Resilience patterns critical for distributed systems like Twilio. Focus on preventing cascading failures and maintaining availability.
"How would you prevent a slow carrier API from impacting Twilio's message delivery?"
"I'd implement circuit breakers per carrier with aggressive timeouts.
Setup: Each carrier integration has a circuit breaker tracking success/failure rate over a sliding window - say, 100 requests or 10 seconds.
Failure threshold: If more than 50% of requests fail or timeout in that window, trip the circuit to Open. Don't send any more requests to that carrier for 30 seconds.
Fast failure: While Open, immediately reject new messages for that carrier. Either return an error to the customer or route to a backup carrier if available.
Recovery testing: After 30 seconds, enter Half-Open. Send a few test messages. If they succeed, close the circuit and resume normal traffic. If they fail, stay Open for another interval.
Why this matters: Without circuit breakers, you'd have thousands of threads blocked waiting for timeouts to that slow carrier. With circuit breakers, you fail fast and preserve capacity to deliver messages through healthy carriers.

--

• WORK INSTRUCTION
Rewrite the circuit breaker text starting with "Fast failure: While" and going on through "for another interval.", putting "secondary carrier" in place of "backup carrier". The listing has nothing to do with the circuit breaker text.

• RECORD EXTRACTS
--

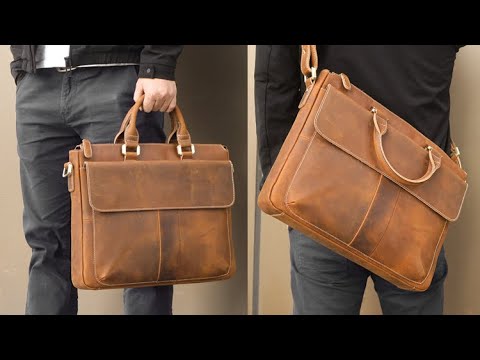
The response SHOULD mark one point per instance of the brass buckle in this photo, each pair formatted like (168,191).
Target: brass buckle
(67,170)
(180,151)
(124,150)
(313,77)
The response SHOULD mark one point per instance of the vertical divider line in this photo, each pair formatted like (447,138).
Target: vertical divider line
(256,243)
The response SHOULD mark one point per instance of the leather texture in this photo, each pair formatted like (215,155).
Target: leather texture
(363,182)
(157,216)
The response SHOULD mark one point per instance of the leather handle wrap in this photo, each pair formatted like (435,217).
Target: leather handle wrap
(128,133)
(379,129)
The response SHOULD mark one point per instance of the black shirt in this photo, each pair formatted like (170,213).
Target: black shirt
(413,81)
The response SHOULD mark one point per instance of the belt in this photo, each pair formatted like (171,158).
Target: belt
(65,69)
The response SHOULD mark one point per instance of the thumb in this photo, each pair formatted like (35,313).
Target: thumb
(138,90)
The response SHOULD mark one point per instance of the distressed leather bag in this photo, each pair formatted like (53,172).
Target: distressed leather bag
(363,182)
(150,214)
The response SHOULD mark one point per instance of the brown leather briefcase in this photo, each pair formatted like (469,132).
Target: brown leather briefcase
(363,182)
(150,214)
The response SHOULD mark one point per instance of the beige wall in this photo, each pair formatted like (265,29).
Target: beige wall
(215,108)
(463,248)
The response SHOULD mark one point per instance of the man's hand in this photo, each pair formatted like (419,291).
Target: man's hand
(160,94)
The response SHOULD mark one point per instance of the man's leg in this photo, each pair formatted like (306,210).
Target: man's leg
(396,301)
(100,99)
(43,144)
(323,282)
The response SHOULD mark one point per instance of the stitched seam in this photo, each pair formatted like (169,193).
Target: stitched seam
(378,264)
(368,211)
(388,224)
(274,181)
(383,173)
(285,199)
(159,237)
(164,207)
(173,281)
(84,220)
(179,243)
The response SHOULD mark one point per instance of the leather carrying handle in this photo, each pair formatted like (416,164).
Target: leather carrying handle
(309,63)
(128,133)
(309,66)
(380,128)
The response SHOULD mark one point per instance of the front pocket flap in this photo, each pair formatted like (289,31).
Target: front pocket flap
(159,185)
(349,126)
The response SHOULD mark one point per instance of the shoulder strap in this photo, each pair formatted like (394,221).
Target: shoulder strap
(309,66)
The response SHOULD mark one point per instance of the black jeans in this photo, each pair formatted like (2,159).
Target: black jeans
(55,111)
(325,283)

--

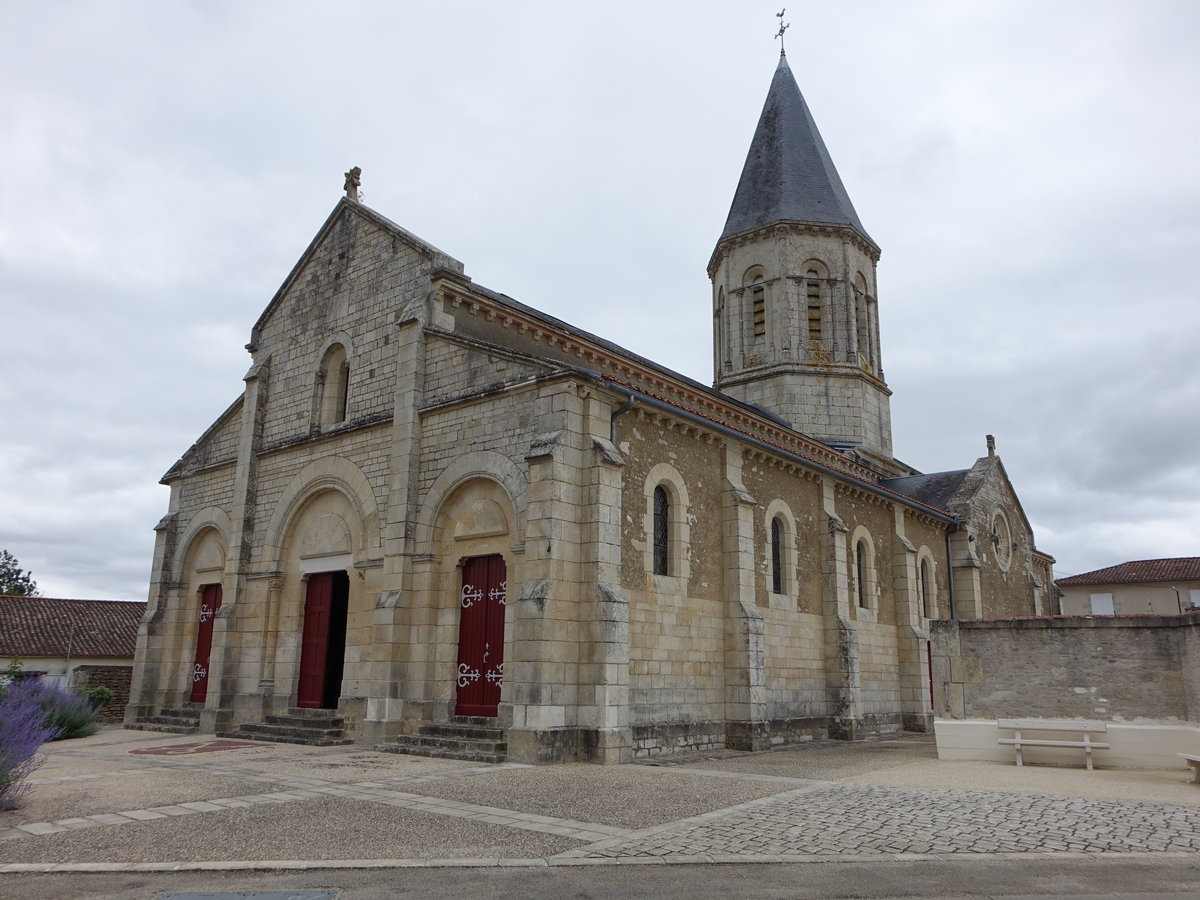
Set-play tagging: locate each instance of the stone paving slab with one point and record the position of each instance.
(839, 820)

--

• REPLY
Fast failure: While Open, immediately reject new messages for that carrier. Either return an error to the customer or route to a secondary carrier if available.
Recovery testing: After 30 seconds, enter Half-Open. Send a few test messages. If they succeed, close the circuit and resume normal traffic. If they fail, stay Open for another interval.